→ Exercise requirements: Your task is to copy the material exactly.

[Point labeling dataset excerpts]
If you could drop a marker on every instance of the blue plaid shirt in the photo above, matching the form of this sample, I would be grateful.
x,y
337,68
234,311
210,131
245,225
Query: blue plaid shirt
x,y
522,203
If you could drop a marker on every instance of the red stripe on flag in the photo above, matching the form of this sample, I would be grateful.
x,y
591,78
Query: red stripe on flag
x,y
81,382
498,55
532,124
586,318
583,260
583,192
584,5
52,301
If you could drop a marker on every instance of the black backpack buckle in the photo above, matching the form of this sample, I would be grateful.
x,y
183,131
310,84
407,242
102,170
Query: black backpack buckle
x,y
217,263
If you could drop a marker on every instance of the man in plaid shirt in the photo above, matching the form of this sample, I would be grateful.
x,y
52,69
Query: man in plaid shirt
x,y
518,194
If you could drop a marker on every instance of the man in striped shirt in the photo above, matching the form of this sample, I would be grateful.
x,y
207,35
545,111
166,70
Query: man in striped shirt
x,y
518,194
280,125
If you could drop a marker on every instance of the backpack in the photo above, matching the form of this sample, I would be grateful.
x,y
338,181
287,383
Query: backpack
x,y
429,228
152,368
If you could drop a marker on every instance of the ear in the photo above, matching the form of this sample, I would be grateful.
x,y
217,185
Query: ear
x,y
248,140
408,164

→ Full output:
If you could drop a marker on every instance of the blue plaid shirt in the photo above, matching the form of this sample, I would be grateful.
x,y
337,68
234,311
210,131
245,225
Query: blue plaid shirt
x,y
522,203
If you could drop a marker on every instance of the red stripe on flag in the photo above, matching the form of this sample, I would be grateful.
x,y
591,78
Query: red stripe on flag
x,y
81,382
498,55
532,124
586,318
583,260
583,192
584,5
52,301
If you could drop a marker on every instance of the black backpack buckle in the photo above, matching the form of this sample, I would be grateful.
x,y
183,131
310,84
407,242
102,170
Query: black backpack buckle
x,y
217,263
If you could drop a marker on every instance of the man in plaid shirt in the photo above, matching the form of this sample, I would be grateful.
x,y
52,69
Query: man in plaid shirt
x,y
518,194
If you could drop a marker on every instance of the man in striped shirt in the photo above, matching the form of this sample, I would be grateful.
x,y
207,35
545,111
166,70
Query: man in striped shirt
x,y
518,194
280,125
If you could drop a marker on every instance of the backpack in the photo above, matching the form of this sample, I would be grateful.
x,y
338,181
287,383
Query: backpack
x,y
429,228
152,368
If you could drop a marker on every instance of the ear in the photo above, matching the form of this sample, I would be grateful.
x,y
217,185
Query: ear
x,y
248,140
408,164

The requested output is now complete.